Records from a collection
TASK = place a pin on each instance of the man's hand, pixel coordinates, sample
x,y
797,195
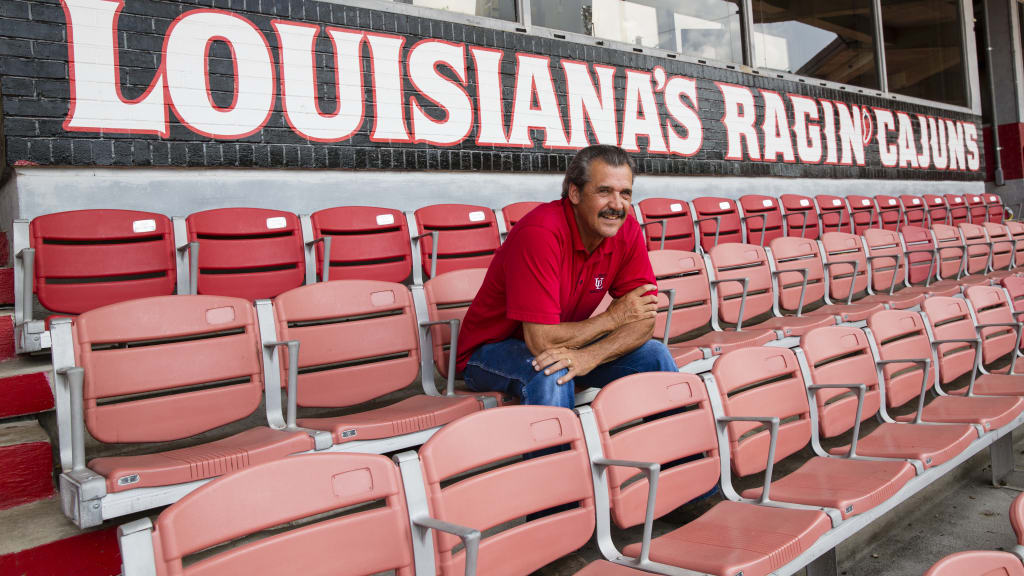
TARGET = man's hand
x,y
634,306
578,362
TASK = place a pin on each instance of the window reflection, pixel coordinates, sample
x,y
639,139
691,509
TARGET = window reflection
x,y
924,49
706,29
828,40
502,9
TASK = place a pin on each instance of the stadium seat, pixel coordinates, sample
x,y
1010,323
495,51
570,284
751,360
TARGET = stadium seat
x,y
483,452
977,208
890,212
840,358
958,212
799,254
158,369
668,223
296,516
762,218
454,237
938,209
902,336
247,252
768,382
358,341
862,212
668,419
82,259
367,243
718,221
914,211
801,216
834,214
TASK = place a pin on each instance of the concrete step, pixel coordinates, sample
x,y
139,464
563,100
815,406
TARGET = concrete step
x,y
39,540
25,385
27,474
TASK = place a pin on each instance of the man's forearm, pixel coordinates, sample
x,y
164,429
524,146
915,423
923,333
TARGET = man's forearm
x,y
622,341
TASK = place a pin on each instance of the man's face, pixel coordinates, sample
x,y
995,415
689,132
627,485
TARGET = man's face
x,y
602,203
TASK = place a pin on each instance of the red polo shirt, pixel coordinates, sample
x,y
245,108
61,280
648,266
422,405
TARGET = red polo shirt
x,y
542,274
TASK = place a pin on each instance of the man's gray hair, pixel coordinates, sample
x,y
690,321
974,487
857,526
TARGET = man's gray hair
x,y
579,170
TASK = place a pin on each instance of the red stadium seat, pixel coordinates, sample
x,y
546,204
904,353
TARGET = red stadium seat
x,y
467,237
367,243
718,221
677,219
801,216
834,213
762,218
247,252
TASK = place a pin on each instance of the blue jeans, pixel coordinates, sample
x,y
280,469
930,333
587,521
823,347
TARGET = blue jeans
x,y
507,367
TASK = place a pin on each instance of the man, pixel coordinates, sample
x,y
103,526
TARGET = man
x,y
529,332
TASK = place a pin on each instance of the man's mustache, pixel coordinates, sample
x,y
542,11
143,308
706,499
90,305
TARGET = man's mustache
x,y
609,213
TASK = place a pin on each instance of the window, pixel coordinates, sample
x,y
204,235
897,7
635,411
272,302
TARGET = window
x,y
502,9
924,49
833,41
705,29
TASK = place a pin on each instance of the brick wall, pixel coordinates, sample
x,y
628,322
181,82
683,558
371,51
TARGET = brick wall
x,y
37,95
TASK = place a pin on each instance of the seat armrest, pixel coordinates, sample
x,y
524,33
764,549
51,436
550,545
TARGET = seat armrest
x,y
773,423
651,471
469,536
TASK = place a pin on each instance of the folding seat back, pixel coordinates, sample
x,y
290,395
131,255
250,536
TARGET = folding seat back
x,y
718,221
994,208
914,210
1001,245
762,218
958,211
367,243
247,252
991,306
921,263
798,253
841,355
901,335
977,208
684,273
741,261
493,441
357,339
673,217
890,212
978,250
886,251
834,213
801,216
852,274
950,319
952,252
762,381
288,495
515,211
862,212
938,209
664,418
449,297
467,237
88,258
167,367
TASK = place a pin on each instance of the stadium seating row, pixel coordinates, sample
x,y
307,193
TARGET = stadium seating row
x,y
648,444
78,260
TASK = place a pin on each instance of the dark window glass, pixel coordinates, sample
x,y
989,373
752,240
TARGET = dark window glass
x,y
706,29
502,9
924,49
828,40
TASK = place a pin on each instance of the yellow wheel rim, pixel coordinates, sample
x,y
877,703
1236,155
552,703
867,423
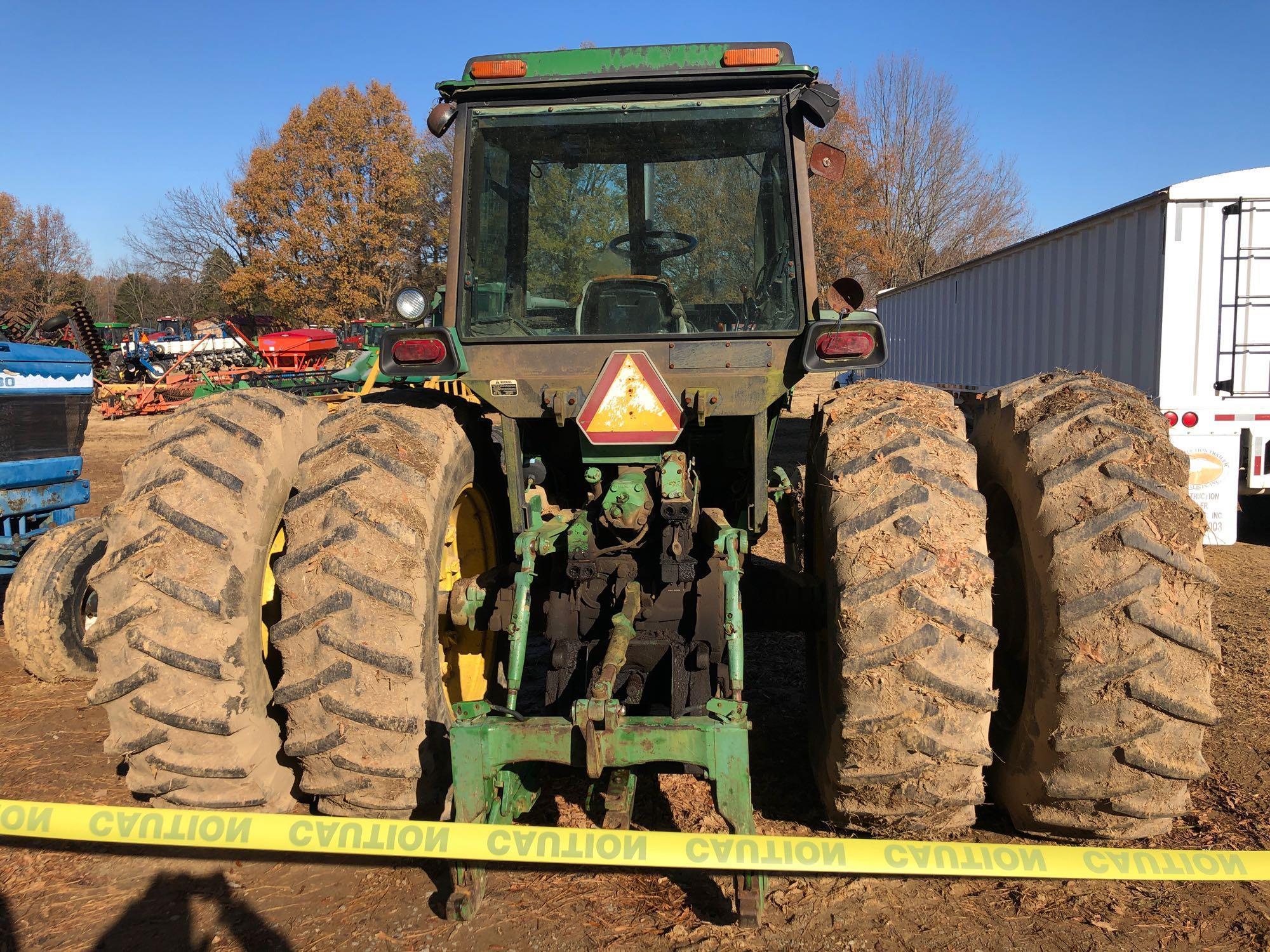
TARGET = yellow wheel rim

---

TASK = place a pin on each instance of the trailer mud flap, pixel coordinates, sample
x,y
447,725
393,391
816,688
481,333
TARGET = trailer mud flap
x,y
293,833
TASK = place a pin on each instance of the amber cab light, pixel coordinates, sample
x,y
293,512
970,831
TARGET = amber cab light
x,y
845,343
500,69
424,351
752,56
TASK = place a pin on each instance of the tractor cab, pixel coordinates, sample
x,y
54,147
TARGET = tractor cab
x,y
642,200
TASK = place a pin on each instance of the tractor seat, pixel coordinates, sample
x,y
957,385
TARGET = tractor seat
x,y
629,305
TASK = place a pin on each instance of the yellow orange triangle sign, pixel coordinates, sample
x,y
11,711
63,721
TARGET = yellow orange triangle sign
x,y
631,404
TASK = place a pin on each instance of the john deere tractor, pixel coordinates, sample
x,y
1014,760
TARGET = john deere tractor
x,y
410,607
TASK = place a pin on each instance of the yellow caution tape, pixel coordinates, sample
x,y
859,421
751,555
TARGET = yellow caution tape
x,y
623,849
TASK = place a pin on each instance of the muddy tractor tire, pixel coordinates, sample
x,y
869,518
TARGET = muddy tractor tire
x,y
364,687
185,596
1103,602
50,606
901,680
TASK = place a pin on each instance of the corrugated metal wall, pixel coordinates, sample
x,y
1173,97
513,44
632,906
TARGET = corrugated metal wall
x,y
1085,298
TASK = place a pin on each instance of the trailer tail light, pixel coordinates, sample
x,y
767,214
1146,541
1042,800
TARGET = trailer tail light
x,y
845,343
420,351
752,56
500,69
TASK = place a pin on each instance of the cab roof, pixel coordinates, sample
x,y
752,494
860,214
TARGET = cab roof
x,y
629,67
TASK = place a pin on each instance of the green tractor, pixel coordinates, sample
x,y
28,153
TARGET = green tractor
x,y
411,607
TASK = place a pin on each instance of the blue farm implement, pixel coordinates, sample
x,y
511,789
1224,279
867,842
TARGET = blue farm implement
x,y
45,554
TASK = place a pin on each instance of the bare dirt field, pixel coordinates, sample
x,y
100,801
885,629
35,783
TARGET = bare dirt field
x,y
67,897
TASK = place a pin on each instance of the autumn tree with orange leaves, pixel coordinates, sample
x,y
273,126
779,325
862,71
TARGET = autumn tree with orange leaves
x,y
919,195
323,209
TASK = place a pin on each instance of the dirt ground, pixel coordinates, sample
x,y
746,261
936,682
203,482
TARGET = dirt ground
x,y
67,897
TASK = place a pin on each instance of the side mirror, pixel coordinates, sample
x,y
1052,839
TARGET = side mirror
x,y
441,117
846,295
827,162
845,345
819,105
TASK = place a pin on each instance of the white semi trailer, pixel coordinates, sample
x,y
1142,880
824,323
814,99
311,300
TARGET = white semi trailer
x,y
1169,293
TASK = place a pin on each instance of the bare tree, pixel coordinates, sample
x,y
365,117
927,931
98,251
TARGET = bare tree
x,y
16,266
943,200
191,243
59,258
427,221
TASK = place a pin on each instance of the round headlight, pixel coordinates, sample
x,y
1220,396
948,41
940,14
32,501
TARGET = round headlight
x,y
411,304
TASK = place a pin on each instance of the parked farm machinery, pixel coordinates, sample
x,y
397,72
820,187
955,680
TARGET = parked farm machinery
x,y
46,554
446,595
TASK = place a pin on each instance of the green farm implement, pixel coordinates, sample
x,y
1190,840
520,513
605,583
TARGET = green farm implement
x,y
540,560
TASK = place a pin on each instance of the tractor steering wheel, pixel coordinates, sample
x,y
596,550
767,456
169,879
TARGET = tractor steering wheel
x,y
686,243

→ **Stated exercise**:
Please format the lines of the data above as a JSON list of strings, one string per line and no blank lines, starting at the line that contains "TASK = place a pin on each instance of the brick" and ending at the line that contains "TARGET = yellow wheel rim", both included. Leave the pictures out.

→ **Solution below**:
[
  "TASK = place a pin on each instance of the brick wall, pixel coordinates, sample",
  "x,y",
  "628,322",
  "181,82",
  "683,558",
  "371,51",
  "TARGET = brick wall",
  "x,y",
  "37,95",
  "TASK = place a pin on each instance of the seat armrest, pixel coordinates, sample",
  "x,y",
  "524,33",
  "764,549",
  "51,436",
  "550,545",
  "TARGET = seat armrest",
  "x,y",
  "773,423",
  "651,471",
  "469,536",
  "TASK = place a pin on each instance of the folding seat back, pixel coordinates, sample",
  "x,y",
  "290,395",
  "131,255",
  "250,536",
  "TARGET = folding seat back",
  "x,y",
  "718,221",
  "994,208",
  "914,210",
  "1001,245",
  "762,218",
  "958,211",
  "367,243",
  "247,252",
  "991,306",
  "921,263",
  "798,253",
  "841,355",
  "901,335",
  "977,208",
  "684,273",
  "741,261",
  "493,441",
  "357,339",
  "673,217",
  "890,212",
  "978,250",
  "886,251",
  "834,213",
  "801,216",
  "852,274",
  "950,319",
  "952,252",
  "762,381",
  "288,495",
  "515,211",
  "862,212",
  "938,209",
  "664,418",
  "449,297",
  "467,237",
  "88,258",
  "167,367",
  "TASK = place a pin on each instance of the stadium seating row, pixel coordinates, sample",
  "x,y",
  "307,193",
  "TARGET = stadium seating row",
  "x,y",
  "648,444",
  "78,260",
  "TASK = place a pin on each instance of the dark window glass, pixel coordinates, sample",
  "x,y",
  "989,373",
  "752,240",
  "TARGET = dark window glass",
  "x,y",
  "706,29",
  "502,9",
  "924,49",
  "828,40",
  "TASK = place a pin on each instance of the yellow wheel rim, pixel coordinates, sample",
  "x,y",
  "877,703",
  "1236,155",
  "552,703",
  "867,423",
  "TARGET = yellow wheel rim"
]